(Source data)
>>>>>
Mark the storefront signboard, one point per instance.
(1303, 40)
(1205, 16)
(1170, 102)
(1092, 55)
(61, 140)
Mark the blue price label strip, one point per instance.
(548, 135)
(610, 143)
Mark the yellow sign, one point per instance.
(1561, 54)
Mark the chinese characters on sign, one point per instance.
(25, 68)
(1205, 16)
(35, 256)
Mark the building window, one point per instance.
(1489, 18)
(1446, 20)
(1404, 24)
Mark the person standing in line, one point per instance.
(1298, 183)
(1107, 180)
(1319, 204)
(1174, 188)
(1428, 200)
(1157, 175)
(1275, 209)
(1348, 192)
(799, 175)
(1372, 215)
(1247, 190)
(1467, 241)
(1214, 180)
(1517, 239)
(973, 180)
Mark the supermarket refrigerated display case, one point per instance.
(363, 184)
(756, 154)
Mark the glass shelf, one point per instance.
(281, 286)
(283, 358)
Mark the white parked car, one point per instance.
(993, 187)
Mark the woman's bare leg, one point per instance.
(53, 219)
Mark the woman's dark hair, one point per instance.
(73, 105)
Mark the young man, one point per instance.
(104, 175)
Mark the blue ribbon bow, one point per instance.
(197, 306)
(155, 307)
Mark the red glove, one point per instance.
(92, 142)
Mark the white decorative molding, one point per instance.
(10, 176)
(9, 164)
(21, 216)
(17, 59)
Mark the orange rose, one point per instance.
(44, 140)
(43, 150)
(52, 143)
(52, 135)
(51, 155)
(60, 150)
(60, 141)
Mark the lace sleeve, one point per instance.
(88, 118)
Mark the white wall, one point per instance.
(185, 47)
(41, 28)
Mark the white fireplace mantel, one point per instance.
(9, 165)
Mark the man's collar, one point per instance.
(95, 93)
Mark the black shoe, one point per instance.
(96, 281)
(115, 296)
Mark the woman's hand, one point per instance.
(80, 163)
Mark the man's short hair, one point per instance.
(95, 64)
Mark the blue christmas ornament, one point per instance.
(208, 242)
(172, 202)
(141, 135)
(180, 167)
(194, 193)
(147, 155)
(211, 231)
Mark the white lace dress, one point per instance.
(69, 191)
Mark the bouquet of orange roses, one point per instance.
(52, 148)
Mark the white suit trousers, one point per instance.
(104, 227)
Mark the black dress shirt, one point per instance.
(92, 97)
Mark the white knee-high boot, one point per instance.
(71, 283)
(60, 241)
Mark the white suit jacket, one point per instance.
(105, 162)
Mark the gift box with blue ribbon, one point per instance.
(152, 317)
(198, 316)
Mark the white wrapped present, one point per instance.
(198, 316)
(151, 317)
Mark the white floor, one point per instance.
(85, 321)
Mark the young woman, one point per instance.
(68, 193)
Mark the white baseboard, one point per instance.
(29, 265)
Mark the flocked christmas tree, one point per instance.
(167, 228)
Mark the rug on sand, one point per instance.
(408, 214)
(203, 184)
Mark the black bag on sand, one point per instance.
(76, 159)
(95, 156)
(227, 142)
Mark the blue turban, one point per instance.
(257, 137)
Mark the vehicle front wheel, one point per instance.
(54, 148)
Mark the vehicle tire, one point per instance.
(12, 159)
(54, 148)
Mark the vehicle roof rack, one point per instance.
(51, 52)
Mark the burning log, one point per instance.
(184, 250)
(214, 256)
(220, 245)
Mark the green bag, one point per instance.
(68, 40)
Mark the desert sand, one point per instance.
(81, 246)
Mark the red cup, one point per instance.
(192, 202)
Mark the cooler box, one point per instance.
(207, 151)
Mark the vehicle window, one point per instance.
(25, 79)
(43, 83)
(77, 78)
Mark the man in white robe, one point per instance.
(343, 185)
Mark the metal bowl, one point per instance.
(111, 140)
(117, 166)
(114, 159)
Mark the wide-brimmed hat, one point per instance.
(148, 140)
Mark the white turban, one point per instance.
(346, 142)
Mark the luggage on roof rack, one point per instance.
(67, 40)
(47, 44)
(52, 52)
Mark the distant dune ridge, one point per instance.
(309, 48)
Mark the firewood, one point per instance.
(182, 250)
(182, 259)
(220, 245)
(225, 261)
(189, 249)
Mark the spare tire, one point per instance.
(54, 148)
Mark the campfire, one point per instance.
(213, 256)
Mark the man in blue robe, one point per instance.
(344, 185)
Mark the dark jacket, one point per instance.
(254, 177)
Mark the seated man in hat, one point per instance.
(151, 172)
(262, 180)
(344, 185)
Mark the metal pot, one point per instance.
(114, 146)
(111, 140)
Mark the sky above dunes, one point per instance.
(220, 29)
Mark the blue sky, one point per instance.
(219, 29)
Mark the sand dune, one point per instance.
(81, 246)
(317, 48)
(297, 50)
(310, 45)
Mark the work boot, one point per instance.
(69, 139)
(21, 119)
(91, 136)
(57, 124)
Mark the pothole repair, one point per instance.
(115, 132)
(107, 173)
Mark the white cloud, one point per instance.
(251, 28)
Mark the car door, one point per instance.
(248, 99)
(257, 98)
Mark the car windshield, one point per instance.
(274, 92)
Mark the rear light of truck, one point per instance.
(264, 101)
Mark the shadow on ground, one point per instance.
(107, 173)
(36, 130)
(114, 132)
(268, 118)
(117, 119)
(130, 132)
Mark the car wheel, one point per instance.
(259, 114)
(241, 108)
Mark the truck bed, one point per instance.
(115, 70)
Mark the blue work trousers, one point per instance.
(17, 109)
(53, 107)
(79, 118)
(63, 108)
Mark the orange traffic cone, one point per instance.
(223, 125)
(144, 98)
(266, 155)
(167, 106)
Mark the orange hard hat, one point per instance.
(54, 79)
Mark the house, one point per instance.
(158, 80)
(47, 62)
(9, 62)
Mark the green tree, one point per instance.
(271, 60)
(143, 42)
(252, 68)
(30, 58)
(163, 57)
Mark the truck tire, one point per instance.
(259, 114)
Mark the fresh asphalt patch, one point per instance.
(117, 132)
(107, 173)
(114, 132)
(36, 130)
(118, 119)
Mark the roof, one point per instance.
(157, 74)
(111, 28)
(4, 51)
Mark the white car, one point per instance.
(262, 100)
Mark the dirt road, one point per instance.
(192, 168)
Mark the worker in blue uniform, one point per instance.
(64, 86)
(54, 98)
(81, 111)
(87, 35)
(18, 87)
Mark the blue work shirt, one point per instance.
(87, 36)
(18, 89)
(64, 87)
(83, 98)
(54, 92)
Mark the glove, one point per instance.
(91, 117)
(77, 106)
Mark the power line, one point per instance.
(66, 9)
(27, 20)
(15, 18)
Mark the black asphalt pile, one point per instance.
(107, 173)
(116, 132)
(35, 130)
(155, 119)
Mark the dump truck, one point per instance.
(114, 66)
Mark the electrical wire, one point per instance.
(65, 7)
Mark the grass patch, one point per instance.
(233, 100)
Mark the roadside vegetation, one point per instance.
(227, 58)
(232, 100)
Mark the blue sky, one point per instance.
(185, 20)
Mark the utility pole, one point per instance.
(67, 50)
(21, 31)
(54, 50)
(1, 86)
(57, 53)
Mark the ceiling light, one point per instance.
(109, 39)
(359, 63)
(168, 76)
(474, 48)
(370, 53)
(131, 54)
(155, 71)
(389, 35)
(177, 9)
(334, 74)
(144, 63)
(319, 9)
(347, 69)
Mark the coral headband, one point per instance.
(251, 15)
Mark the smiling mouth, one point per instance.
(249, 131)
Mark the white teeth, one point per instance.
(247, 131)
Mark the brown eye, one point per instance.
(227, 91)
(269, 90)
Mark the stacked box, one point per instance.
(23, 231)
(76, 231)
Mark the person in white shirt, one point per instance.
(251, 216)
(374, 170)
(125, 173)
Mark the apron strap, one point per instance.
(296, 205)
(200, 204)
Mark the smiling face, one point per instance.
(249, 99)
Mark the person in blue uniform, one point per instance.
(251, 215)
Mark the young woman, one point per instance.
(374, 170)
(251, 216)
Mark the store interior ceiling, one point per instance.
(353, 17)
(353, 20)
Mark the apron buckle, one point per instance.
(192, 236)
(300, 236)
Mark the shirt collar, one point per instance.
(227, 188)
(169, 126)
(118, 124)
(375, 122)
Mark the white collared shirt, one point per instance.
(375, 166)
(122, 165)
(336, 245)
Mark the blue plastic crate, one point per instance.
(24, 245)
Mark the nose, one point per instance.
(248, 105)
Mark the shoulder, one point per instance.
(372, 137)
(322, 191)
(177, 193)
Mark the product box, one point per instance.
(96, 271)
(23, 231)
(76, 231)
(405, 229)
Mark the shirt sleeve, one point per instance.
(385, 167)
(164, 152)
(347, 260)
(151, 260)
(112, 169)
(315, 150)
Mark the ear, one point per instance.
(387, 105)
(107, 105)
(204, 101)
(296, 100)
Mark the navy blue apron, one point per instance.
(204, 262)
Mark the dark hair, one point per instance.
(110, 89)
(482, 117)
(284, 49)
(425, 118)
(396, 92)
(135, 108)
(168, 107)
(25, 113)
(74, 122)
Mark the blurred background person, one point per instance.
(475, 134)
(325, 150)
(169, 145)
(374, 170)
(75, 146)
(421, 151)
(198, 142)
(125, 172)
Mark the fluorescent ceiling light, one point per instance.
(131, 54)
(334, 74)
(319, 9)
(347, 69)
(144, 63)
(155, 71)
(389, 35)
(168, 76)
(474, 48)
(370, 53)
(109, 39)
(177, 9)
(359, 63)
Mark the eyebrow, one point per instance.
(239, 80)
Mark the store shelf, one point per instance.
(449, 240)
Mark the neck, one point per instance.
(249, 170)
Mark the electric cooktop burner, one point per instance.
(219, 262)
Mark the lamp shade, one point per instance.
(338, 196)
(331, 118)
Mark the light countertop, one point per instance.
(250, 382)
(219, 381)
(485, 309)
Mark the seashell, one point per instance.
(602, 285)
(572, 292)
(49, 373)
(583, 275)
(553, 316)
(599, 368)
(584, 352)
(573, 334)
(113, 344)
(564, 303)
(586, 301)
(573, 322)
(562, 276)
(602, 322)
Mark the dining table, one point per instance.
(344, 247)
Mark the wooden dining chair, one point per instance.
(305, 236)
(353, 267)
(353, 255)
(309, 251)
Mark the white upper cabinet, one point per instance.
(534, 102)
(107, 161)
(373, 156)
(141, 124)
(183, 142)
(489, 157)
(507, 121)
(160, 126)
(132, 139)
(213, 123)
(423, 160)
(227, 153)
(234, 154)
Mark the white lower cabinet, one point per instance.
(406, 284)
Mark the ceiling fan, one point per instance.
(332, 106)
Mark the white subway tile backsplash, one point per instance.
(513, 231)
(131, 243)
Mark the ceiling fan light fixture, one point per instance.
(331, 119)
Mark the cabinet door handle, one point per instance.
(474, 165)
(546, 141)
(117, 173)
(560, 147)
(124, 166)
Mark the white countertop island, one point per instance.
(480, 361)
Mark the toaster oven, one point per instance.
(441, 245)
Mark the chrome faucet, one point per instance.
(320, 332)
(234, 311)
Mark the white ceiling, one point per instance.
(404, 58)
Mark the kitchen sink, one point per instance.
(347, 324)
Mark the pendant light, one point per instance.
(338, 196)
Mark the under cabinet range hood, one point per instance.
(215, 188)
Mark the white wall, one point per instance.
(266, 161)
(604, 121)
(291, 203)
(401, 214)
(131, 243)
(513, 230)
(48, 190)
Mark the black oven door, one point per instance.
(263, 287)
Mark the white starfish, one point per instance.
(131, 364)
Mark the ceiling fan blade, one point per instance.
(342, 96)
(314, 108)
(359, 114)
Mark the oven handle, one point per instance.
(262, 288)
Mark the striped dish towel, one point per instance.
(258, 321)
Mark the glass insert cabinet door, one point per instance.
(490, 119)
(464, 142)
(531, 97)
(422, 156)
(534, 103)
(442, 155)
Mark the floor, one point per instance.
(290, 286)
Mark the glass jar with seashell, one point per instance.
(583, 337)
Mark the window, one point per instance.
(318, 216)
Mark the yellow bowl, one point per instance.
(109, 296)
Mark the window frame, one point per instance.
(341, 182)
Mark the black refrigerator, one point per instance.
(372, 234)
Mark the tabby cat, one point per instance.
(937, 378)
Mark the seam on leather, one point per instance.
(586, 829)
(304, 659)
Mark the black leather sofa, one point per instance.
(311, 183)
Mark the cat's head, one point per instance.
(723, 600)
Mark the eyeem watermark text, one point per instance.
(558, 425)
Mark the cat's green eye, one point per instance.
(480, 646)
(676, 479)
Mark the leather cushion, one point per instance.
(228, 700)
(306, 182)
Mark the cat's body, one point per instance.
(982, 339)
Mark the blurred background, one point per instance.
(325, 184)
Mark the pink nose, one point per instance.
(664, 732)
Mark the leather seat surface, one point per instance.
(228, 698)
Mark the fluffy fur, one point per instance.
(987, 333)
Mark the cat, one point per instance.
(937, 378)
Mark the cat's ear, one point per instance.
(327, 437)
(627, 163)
<<<<<
▶ _YOUR INSTRUCTIONS_: The required output is the line containing "Mark the leather cushion, one" through the last line of the records above, each copied exactly and nothing more.

▶ _ANSWER TO THE PROBLEM_:
Mark the leather cushion, one point per instance.
(228, 700)
(306, 182)
Mark the cat's body, one point per instance.
(982, 339)
Mark the blurred background, one point per instance.
(325, 184)
Mark the pink nose, one point per instance.
(664, 732)
Mark the leather seat surface, one point per instance.
(228, 698)
Mark the fluffy fur, one point per instance.
(987, 333)
Mark the cat, one point per instance.
(937, 378)
Mark the cat's ear, one point per instance.
(327, 437)
(627, 163)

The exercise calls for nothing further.